## BEGIN Text to read

Andrew Freedman, co-head of Olshan Frome Wolosky's shareholder activism practice, pointed to a flurry of initial 13D filings (July and August 2021 saw the second and third highest number of such filings, respectively, according to Activist Insight Online data, since at least 2013). Although many current filings relate to restructurings and blank check companies, shareholder turnover presages new vulnerabilities.
"Deal activism is going to continue to be at the fore," predicts Bob Marese, the president of MacKenzie Partners. "What activists are looking for isn't necessarily to bust up a deal but to get it renegotiated. Acquirers, targets and deal teams need to remain focused on this potentiality."
Ele Klein, co-chair of Schulte Roth & Zabel's shareholder activism practice, cites a recent spate of aggressive M&A tactics, including bear-hug letters from wannabe buyers and deal interlopers. "In overheated sectors, you get mis-pricing and that brings M&A," he said in an interview. When M&A itself overheats, that's when things get really interesting.
We at Insightia will have more to say on M&A activism before too long. In the world of activism more generally, Duncan Herrington, a managing director at investment bank Moelis & Co., says that bigger activists have already started to deploy capital for new campaigns in response to a stabilizing market. "They have the resources to wait for the right conditions where there's less volatility and I think you'll see more of the top tier in the coming months," he predicts.
But lest readers worry that these new campaigns will be all-to constructive, Herrington also suggests more activists could be willing to unpick previous settlements and demand more concessions in the wake of continued underperformance. "There was more willingness this past season to reach a deal so companies could focus on rebuilding, and activists were willing to give them some more room rather than spend a lot of time and money on a fight," he suggests.
The Role Activists Have To Play
Freedman says activists have a role to play even if management teams refuse to sell and investors want to give them the opportunity to get back on track. "What if performance never ticks back up?" he asks. "Activists are there to draw a line in the sand – six months later, if nothing's changed, it's a big problem for the C-Suite and board."
Of course, no discussion of hot trends would be complete without a mention of ESG. Most advisers agree that Engine No. 1's victory at Exxon Mobil, while opening more doors, won't necessarily create a rush of exact replicas.
"The Exxon Mobil campaign has caused a lot of conversation, and given a lot of credence to the idea that a combination of ESG and classic underperformance can be the basis for a successful activist campaign," says Klein. "A lot of people have seen that and you now have the roadmap to getting traction… but you have to find companies that are failing on both."

## END Text to read
## BEGIN Collected material

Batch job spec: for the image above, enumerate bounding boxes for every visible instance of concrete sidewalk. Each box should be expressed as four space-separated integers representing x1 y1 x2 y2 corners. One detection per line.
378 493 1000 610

## END Collected material

**Exercise requirements**
**a.** Please explain in one to three sentences why, according to the text on shareholder activism, activists were willing to reach settlements this past season.
**b.** Decide whether each statement agrees with the text on shareholder activism. Answer yes or no, and quote the deciding words from the text.
(i) Bob Marese says activists mainly want to break up deals.
(ii) Most advisers expect Engine No. 1's win to produce a rush of exact replicas.
(iii) Ele Klein links overheated sectors to mis-pricing and M&A.
**c.** Answer these from the text on shareholder activism:
(i) Which firm is Bob Marese the president of?
(ii) At which company did Engine No. 1 win its victory?
(iii) Which two months of 2021 saw the second and third highest number of initial 13D filings?

**Results of the exercise**
**a.** Reaching a deal let companies focus on rebuilding. Activists chose to give them more room rather than spend a lot of time and money on a fight.

**b.**
(i) No: "What activists are looking for isn't necessarily to bust up a deal but to get it renegotiated."
(ii) No: "won't necessarily create a rush of exact replicas."
(iii) Yes: "In overheated sectors, you get mis-pricing and that brings M&A"

**c.**
(i) MacKenzie Partners
(ii) Exxon Mobil
(iii) July and August